◆ ASSIGNMENT ◆
Reproduce the entries. Each one must match the original exactly.

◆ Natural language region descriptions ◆
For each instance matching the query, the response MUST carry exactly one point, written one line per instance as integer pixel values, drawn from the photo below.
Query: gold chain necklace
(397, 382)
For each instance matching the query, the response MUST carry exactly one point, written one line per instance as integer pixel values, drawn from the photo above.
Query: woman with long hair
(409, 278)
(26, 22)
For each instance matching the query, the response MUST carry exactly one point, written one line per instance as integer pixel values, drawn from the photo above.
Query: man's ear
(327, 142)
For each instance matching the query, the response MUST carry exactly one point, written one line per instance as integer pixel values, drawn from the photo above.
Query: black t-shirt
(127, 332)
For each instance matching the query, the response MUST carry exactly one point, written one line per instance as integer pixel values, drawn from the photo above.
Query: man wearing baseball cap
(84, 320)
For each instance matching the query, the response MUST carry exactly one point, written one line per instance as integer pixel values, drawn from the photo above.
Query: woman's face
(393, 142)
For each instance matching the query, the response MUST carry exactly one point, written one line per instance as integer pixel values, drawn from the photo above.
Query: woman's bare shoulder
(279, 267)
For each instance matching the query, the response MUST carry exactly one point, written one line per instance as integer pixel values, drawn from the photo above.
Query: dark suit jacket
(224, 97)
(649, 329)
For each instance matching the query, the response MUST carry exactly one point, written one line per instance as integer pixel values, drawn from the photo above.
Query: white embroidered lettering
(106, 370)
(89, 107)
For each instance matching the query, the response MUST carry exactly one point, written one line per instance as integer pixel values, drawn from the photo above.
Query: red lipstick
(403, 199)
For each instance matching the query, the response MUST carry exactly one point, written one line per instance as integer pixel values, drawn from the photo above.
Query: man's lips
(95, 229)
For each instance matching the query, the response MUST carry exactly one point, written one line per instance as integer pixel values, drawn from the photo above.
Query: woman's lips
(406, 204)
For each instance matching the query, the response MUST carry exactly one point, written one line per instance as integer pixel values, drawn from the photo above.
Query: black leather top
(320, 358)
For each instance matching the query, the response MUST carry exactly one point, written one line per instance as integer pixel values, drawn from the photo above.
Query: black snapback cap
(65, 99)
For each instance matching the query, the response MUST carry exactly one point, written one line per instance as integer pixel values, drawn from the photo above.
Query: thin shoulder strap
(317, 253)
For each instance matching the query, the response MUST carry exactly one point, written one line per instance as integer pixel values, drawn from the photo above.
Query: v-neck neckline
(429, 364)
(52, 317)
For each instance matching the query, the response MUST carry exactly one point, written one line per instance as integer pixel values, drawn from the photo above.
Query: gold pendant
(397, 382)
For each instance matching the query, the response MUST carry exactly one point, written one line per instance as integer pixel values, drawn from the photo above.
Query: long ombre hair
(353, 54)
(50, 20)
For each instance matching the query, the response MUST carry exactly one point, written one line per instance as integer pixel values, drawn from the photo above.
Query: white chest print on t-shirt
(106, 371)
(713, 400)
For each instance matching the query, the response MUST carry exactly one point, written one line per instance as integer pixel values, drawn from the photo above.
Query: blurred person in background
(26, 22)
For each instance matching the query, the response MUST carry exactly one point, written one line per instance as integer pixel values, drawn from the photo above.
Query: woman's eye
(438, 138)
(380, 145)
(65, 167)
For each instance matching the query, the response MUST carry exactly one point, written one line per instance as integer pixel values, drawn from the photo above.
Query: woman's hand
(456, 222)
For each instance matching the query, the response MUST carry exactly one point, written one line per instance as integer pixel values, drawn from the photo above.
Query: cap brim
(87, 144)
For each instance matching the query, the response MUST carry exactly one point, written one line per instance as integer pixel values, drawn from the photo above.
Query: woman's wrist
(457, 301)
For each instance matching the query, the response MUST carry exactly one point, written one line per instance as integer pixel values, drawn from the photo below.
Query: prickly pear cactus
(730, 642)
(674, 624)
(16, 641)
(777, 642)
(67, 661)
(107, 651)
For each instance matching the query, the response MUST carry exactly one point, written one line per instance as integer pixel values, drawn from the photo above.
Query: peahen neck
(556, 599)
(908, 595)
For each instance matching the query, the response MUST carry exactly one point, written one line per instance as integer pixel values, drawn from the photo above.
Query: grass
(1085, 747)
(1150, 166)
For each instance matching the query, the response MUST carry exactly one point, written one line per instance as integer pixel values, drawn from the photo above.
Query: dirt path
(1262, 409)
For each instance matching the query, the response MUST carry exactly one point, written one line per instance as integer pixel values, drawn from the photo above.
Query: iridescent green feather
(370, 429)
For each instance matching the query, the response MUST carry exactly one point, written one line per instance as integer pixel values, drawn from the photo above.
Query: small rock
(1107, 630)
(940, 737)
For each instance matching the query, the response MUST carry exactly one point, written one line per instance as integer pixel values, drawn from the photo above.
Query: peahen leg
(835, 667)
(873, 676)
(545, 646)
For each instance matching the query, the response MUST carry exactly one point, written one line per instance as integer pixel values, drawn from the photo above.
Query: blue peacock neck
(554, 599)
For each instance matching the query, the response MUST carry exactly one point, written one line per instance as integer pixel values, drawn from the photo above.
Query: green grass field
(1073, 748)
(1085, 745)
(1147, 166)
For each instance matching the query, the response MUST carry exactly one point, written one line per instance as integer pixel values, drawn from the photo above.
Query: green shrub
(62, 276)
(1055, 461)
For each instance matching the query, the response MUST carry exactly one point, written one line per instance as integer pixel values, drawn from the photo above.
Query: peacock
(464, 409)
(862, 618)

◆ RESULT OF THIS EXERCISE ◆
For each instance matching the query, the response MUST carry exactly one point, written one line per instance as integer pixel values, drawn from the photo below.
Query: gold chain necklace
(397, 382)
For each instance matching the query, the response MUST carry exactly one point, written one line per instance as integer pixel values, drawn from the photo above.
Query: woman with long hair
(409, 278)
(26, 22)
For each instance matching the query, the response MUST carry exactly one point, written one line per instance as integer pixel values, drawn from the photo above.
Query: man's ear
(327, 142)
For each instance matching the query, the response MUST carry exactly one point, written one line per instance as integer pixel values, drawn from the photo above.
Query: black t-shirt
(127, 332)
For each instance matching the query, the response MUST carry exactly one point, written one line per instance as integer pixel values, drawn from the photo above.
Query: man wearing baseball cap
(84, 320)
For each instance matching the query, the response MUST carry exactly one point, written one line per instance as integer pixel values, drawn from the photo above.
Query: woman's face
(393, 142)
For each instance matching the query, the response MUST carry exactly one point, written one line per instance as integer pixel values, drawn from the photo above.
Query: woman's bare shoulder
(279, 267)
For each instance matching the query, the response MUST carry exactly one point, written one line per instance as integer pixel values, drawn from the photo above.
Query: dark suit jacket
(224, 97)
(649, 329)
For each instance matching the query, the response MUST carry exactly one point, written one line per instance as integer pixel values, drawn from the photo above.
Query: white embroidered lettering
(106, 370)
(89, 107)
For each instance matching the query, the response MUST carry exactly one point, written one line per instance as integer pixel values, drawn from the photo above.
Query: red lipstick
(403, 199)
For each instance matching the query, the response MUST carry exactly one point, written one line per instance as integer pixel values, drawn from the photo above.
Query: man's lips
(95, 229)
For each instance matching the query, the response MUST carry exactly one point, written one line per instance as integer pixel values, drawn from the photo above.
Query: woman's lips
(406, 204)
For each instance matching the query, the response MUST carry exactly one point, written one line per instance as integer pixel values, drawn from the photo above.
Query: black leather top
(320, 358)
For each instance matching the query, the response MUST carry exactly one point, written one line per instance as integer pixel values, drawn from the photo above.
Query: black snapback cap
(65, 99)
For each instance matching the query, the response MUST carry exactly one point, written one line per instance as integer pixel values, drawn from the photo above.
Query: thin shoulder strap
(317, 253)
For each instance matching the query, the response MUST carry exactly one point, written one line per instance as integer pixel values, drawn from the photo above.
Query: v-neck neckline
(429, 364)
(52, 317)
For each instance matching the query, the response MUST carry exactly one point, written one line per instance as integer pixel values, drawn from the photo above.
Query: gold pendant
(397, 382)
For each instance matching the query, the response MUST carry exactly one point, written one line per instance as integer pixel values, drawn from the photo above.
Query: long ombre hair
(353, 54)
(50, 20)
For each instance matching the query, the response MUST carry exactly one point, written one line per instance as integer pixel values, drawn from the photo above.
Query: white chest print on t-shirt
(106, 371)
(713, 400)
For each instance matching the query, the response MUST carry exactly one point, written one line per instance as integer pixel values, drawn from the photo above.
Query: blurred person in background
(26, 22)
For each instance matching the query, the response MUST carry exactly one point, written one line per instance as integer pixel values, drawn from the photo above.
Query: woman's eye
(438, 138)
(380, 145)
(65, 167)
For each instance matching the query, the response MUST carry exactly one point, written one line per instance as integer pixel values, drawn from the photo above.
Query: woman's hand
(456, 222)
For each instance matching the query, the response MUST carry exactly one point, written one line per instance as integer pixel values, drawn from the photo above.
Query: cap brim
(87, 144)
For each instance matching the query, the response MUST carry exactly one point, written one line per instance as integer pixel values, drawn from the photo above.
Query: woman's wrist
(457, 301)
For each instance matching the query, the response MUST carry exactly one point, written one line per instance as integer pixel values, drawn from the photo below.
Query: prickly pear cactus
(730, 642)
(674, 624)
(16, 641)
(777, 642)
(67, 661)
(107, 651)
For each instance matching the query, the response MUST carry exactly one point, written one line per instance as integer pixel values, drawn from the photo above.
Query: peahen neck
(556, 599)
(908, 595)
For each instance matching the query, the response MUST carry exactly one point, written one line per instance as integer pixel values, drawn from the photo above.
Query: grass
(1085, 747)
(1150, 166)
For each instance matching the query, the response MUST carry exactly one point, written one line per instance as integer pixel values, drawn from the photo above.
Query: dirt path
(1262, 409)
For each instance matching the query, the response MUST carry exactly one point, written one line per instance as integer pixel values, drawn from the photo above.
Query: iridescent green feather
(370, 429)
For each instance matching the query, the response MUST carry exactly one point, written one line per instance as integer pixel values, drawn from the photo above.
Query: small rock
(1107, 630)
(940, 737)
For each instance matching the query, the response MUST carry exactly one point, written one line per instance as integer pixel values, drawn from the photo above.
Query: peahen leg
(835, 667)
(873, 676)
(545, 646)
For each instance matching the query, the response MUST carry exactly one point, written one line per instance as integer pixel values, drawn from the photo above.
Query: blue peacock neck
(554, 599)
For each instance matching the query, the response MUST carry exactly one point, written one line per instance as integer pixel values, drawn from the photo above.
Query: green grass field
(1073, 748)
(1085, 745)
(1147, 166)
For each instance matching the query, the response MUST carry exactly one point, written one line per instance as integer pixel values, drawn from the photo above.
Query: green shrub
(62, 276)
(1055, 461)
For each instance matching the query, the response MUST carry exactly one point, written one line per instance as integer pixel values, drawn from the photo above.
Query: peacock
(464, 409)
(862, 618)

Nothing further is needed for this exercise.